• LO QUE SE PIDE: Repite sin cambiar nada el trozo del hilo sobre la casa controlada por internet que empieza en "Quiero controlar los" y termina en "potencia via uln2803.".

• FRAGMENTO DEL TEXTO:
========================================

# Casa controlada por internet



## paxeco (Jun 26, 2007)

hola maestros, este es mi proyecto:

Quiero controlar los implementos de una casa via internet, ya sea iluminacion, prender tv etc, esto con la finalidad de seguridad, cuando no estes en la casa podras prender la luz y simular que hay alguien.

En la casa debe haber un Pc conectado a internet y evidentemente prendido, donde via internet le enviare ordenes para que encienda distintas operaciones, tengo dudas porque puerto puedo hacer salir estos estados?? del puerto de salida iremos al PIC16f877 donde conectaremos los artefactos de potencia via uln2803.

Mi pregunta es:             Porque puerto puedo enviar la información?
                                      Como hago para controlar via internet el pc, debo hacer un programa? una pagina?                   

Eso es Gracias maestros!!!!!!!!!!


----------



## Raflex (Jul 1, 2007)

Hola, el microcontrolador que vas a usar puede trabajar con comunicacion serie sin problemas, la interfase puede ser en visual basic con una aplicacion cliente servidor, el servidor ademas de recibir los comandos remotamente por internet debe contar con comunicacion serie hacia el pic, visual basic cuenta con todo lo necesario para hacer esto, la comunicacion por internet es con el complemento Winsox y la serial con un comm control.

Si usas labview simplificas mas el diseño del programa.


----------



## paxeco (Jul 12, 2007)

========================================

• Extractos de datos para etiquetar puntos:
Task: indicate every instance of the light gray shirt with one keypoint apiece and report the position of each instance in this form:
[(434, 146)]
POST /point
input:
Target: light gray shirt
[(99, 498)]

========================================

• RESULTADO:
Quiero controlar los implementos de una casa via internet, ya sea iluminacion, prender tv etc, esto con la finalidad de seguridad, cuando no estes en la casa podras prender la luz y simular que hay alguien.

En la casa debe haber un Pc conectado a internet y evidentemente prendido, donde via internet le enviare ordenes para que encienda distintas operaciones, tengo dudas porque puerto puedo hacer salir estos estados?? del puerto de salida iremos al PIC16f877 donde conectaremos los artefactos de potencia via uln2803.